Exercise materials.
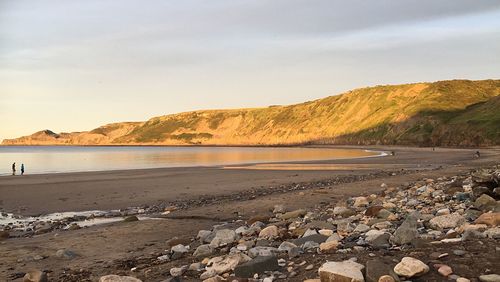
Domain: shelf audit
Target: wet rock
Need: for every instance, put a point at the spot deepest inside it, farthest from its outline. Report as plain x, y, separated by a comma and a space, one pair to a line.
341, 271
490, 218
223, 237
66, 254
446, 221
130, 218
489, 278
257, 265
360, 202
117, 278
406, 232
343, 212
35, 276
485, 203
178, 271
219, 265
376, 269
410, 267
269, 232
373, 210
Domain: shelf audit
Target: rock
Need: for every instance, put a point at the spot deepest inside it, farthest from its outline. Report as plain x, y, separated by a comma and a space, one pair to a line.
215, 279
178, 271
205, 236
377, 238
446, 221
376, 269
360, 202
490, 218
406, 232
343, 212
35, 276
317, 238
328, 247
485, 203
493, 233
341, 271
203, 251
257, 265
130, 218
219, 265
293, 214
223, 237
117, 278
66, 254
489, 278
180, 249
445, 270
269, 232
4, 234
410, 267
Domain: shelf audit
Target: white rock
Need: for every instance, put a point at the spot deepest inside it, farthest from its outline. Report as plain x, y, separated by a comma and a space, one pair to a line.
410, 267
341, 271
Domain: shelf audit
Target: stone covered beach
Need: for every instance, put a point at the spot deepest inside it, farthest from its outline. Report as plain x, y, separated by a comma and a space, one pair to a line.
421, 215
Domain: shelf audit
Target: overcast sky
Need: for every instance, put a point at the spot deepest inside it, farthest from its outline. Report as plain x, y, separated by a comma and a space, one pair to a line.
75, 65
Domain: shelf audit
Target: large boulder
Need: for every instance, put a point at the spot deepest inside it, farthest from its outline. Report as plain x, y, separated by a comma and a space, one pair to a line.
117, 278
406, 232
219, 265
490, 218
35, 276
223, 237
257, 265
411, 267
347, 271
375, 269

What you need to do. The records above are to be reproduced exactly; the pictures are to be left out.

Finished exercise.
Domain: shelf audit
Target: wet rock
Need: for every instance, put a point at the spot deepest inside it, farthest from its outline. Report as plain x, y, separated by a comma and a space, one pair to a line.
341, 271
490, 218
223, 237
66, 254
446, 221
130, 218
489, 278
257, 265
360, 202
117, 278
406, 232
343, 212
35, 276
485, 203
178, 271
219, 265
376, 269
410, 267
269, 232
373, 210
Domain: shelf audit
Target: rock
Need: for every instance, put a point at the spot deepest inside it, farthest from its outline. Report as plain x, y, separated by a comma and a space, one pair to a line.
215, 279
178, 271
205, 236
377, 238
446, 221
376, 269
360, 202
490, 218
406, 232
343, 212
35, 276
317, 238
328, 247
485, 203
493, 233
341, 271
203, 251
257, 265
130, 218
219, 265
293, 214
223, 237
117, 278
66, 254
489, 278
180, 249
445, 270
269, 232
4, 234
410, 267
Domain: shelf audit
Target: white rock
Need: for every instance, put a point at the spot deepest inside it, farthest from its outline. Report as plain x, y, separated by a comma and a space, one pair to a line.
410, 267
341, 271
Domain: shelf audit
Target: stone covered beach
Need: for every instance, put a point at the spot deepest inside it, farthest from its outline. Report as plain x, y, separated by a comma and a space, one pair to a line.
421, 215
Domain: shelf audit
Target: overcast sky
Need: for every instance, put a point at the spot deepest inside it, farthest from its outline. Report as plain x, y, separated by a comma and a space, one pair to a line.
75, 65
Domain: shelf audit
Target: large boulder
Need: for every instance, put a point at the spot deepest inside it, farthest from its outline. Report as plain x, y, separated by a comma and a space, one pair to a line.
117, 278
406, 232
219, 265
490, 218
35, 276
223, 237
257, 265
411, 267
347, 271
375, 269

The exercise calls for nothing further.